WHAT IS NEEDED –
Pick out every line in the records below that contains the string "teeth", and copy each of those lines.

###

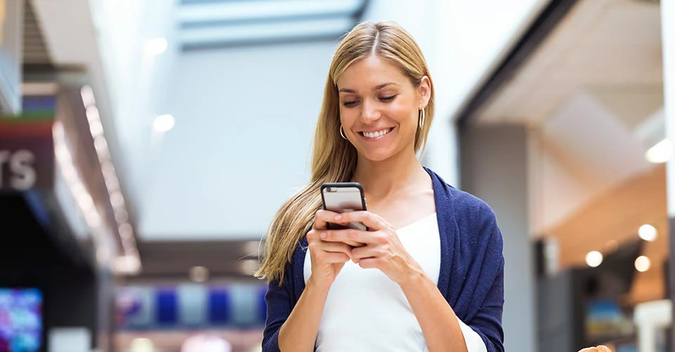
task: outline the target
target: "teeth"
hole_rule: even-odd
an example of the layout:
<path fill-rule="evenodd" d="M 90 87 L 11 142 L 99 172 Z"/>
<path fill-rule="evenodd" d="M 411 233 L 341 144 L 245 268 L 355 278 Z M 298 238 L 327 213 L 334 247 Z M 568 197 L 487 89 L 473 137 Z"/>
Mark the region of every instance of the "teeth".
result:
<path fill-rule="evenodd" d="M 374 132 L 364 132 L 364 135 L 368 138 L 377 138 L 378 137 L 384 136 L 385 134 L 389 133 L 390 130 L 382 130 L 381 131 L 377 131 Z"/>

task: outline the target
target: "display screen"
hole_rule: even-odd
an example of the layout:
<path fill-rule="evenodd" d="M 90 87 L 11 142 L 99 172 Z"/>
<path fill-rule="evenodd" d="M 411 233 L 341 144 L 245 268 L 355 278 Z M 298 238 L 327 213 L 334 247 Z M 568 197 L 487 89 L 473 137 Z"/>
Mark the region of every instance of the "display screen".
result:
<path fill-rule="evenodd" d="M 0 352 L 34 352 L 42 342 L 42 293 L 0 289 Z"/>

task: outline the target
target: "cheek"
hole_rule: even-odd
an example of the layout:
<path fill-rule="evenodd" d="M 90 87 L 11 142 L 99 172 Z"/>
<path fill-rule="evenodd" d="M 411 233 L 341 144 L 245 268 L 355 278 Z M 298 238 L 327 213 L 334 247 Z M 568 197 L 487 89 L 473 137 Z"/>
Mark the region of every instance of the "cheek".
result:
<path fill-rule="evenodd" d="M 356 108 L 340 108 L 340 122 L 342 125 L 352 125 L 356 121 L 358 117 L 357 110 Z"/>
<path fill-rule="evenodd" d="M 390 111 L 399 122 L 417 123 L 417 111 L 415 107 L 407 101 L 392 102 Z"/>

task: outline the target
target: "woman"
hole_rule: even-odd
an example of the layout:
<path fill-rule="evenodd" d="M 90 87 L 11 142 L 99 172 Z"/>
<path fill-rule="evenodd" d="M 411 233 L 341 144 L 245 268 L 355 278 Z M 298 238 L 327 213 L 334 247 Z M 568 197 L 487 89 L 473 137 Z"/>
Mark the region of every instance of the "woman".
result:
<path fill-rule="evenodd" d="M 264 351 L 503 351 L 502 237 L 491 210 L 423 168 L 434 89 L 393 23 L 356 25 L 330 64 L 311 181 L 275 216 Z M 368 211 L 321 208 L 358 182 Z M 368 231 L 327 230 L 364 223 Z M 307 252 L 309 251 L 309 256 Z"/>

###

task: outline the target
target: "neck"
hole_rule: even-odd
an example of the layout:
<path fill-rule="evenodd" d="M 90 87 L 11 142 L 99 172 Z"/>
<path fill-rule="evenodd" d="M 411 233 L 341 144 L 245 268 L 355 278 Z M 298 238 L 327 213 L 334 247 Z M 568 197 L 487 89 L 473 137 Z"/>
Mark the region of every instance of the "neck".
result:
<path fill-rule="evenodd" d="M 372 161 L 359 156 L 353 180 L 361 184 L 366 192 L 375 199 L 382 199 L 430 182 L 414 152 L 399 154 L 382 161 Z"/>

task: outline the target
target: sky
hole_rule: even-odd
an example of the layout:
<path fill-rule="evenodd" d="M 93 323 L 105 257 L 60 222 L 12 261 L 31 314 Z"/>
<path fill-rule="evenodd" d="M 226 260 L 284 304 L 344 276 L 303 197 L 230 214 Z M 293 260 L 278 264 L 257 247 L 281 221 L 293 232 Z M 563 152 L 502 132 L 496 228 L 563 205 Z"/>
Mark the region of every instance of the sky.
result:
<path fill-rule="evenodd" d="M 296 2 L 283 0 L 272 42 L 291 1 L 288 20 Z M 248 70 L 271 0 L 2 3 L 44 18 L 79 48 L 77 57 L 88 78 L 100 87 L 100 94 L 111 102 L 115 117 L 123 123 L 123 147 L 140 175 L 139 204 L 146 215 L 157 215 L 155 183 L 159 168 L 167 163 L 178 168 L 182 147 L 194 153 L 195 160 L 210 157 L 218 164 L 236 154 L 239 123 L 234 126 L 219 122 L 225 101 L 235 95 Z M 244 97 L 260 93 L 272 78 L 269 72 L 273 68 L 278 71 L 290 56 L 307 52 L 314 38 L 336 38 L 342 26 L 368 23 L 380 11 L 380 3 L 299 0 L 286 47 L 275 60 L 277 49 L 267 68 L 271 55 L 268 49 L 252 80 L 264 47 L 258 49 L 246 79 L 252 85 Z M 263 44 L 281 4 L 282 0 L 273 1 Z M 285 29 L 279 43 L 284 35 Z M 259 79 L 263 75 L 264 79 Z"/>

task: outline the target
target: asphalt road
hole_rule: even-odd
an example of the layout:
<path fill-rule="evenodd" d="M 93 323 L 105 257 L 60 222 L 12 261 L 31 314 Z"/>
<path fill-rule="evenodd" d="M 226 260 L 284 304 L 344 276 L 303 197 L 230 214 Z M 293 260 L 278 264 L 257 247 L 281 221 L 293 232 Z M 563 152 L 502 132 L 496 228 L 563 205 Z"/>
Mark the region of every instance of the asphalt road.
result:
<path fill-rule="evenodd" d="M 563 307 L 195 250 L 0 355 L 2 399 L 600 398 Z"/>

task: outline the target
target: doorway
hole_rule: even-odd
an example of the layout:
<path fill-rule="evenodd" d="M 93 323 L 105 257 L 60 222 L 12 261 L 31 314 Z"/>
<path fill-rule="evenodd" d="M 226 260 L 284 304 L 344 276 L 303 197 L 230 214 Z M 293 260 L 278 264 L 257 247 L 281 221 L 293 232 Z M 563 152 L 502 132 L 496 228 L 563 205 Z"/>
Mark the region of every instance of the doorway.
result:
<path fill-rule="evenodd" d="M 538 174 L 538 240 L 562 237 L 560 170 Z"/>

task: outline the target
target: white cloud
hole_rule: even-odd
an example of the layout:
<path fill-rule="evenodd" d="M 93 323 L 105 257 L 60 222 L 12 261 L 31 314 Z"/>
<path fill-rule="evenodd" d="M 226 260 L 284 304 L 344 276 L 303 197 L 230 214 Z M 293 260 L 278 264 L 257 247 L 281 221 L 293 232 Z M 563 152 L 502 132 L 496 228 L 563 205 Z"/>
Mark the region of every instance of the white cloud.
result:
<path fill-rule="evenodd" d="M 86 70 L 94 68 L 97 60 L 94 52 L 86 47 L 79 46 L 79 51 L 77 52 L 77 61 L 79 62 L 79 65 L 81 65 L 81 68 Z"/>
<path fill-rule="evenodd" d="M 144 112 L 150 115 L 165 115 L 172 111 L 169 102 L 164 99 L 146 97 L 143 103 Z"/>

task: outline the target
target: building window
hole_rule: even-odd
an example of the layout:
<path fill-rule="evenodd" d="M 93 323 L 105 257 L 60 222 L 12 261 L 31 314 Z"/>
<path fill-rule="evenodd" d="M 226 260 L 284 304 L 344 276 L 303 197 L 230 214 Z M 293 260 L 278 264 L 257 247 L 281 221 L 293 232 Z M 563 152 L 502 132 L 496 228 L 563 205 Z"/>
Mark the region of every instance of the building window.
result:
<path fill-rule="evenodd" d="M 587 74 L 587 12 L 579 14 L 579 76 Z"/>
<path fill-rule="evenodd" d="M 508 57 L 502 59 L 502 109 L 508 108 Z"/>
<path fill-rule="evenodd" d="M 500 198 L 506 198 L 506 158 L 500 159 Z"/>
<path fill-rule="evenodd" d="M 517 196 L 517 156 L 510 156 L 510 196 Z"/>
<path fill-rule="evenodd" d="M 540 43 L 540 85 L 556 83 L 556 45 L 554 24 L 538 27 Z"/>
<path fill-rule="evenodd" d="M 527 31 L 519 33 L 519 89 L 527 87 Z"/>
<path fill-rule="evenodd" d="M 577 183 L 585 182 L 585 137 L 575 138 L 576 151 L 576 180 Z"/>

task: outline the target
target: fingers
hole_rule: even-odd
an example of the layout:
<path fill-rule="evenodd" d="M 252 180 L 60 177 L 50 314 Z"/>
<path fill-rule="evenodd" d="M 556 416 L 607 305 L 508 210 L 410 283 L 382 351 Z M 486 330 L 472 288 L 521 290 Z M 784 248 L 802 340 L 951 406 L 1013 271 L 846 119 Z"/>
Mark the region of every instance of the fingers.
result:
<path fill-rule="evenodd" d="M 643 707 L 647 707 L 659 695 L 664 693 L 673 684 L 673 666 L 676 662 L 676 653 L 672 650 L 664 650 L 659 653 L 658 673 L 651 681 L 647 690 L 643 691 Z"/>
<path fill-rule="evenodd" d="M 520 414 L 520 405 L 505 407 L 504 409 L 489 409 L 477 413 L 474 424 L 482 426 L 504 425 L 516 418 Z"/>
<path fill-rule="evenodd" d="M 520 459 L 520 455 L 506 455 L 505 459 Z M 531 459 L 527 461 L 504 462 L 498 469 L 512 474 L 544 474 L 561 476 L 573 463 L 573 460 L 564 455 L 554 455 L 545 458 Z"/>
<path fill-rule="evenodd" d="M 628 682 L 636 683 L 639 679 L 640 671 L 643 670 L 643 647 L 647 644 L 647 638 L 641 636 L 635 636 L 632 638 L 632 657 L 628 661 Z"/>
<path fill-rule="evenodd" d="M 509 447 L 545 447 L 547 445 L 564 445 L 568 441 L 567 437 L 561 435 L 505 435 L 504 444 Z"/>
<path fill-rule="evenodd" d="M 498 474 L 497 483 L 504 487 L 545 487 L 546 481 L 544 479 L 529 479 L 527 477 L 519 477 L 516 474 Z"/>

###

EXERCISE OUTPUT –
target: "teeth"
Mark the region of every instance of the "teeth".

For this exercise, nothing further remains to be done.